# START OF GIVEN INFORMATION

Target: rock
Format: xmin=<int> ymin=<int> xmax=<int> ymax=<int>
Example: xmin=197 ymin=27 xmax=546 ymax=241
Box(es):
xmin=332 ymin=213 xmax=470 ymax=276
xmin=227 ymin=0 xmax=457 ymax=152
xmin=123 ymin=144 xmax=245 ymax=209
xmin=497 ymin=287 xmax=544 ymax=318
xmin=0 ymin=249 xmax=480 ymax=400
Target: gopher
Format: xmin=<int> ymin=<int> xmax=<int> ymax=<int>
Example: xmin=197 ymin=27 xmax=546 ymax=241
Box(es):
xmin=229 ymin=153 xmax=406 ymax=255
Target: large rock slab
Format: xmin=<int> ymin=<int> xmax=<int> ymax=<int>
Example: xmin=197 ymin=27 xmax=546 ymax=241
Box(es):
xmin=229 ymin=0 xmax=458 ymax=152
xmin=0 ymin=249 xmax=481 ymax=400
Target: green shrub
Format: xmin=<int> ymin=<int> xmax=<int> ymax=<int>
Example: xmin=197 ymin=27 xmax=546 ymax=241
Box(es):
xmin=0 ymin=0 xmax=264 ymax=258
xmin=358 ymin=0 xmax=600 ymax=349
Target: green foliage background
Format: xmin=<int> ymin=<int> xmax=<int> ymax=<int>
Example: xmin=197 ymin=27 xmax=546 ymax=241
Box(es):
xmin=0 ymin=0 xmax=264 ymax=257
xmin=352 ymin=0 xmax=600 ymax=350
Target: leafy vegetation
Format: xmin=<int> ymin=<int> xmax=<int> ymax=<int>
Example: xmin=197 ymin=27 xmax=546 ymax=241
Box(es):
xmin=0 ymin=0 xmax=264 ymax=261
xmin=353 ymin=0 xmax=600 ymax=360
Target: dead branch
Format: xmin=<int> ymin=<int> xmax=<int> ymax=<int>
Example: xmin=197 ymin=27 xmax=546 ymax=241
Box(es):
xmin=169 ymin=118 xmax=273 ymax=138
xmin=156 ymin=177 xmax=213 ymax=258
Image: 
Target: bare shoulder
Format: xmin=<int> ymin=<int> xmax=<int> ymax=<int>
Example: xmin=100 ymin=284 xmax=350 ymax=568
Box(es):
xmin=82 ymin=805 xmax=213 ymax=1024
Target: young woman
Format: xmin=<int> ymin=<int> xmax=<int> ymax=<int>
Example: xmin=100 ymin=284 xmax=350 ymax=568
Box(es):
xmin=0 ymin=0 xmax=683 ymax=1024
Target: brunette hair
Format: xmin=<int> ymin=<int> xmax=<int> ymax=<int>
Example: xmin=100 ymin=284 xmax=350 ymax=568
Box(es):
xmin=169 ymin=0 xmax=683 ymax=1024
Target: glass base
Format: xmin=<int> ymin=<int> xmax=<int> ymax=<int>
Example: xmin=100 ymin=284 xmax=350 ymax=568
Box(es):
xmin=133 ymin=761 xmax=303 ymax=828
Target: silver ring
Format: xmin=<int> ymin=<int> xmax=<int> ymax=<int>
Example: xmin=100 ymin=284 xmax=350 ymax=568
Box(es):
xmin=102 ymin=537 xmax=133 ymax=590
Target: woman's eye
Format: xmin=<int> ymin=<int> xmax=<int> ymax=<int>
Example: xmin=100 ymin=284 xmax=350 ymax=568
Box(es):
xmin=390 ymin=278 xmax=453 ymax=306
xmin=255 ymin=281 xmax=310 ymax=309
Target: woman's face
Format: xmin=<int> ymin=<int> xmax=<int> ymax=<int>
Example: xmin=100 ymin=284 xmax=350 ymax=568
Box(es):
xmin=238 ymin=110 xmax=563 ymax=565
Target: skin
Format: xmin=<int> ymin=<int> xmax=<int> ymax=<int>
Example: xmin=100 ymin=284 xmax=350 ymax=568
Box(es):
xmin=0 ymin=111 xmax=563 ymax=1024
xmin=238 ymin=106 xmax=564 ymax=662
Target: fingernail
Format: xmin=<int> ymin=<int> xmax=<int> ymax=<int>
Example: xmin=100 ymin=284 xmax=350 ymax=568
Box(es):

# END OF GIVEN INFORMATION

• **AIM**
Collect each line from the rows above that contains the word "woman" and copy it unchanged.

• **RESULT**
Target: young woman
Target: woman's eye
Target: woman's face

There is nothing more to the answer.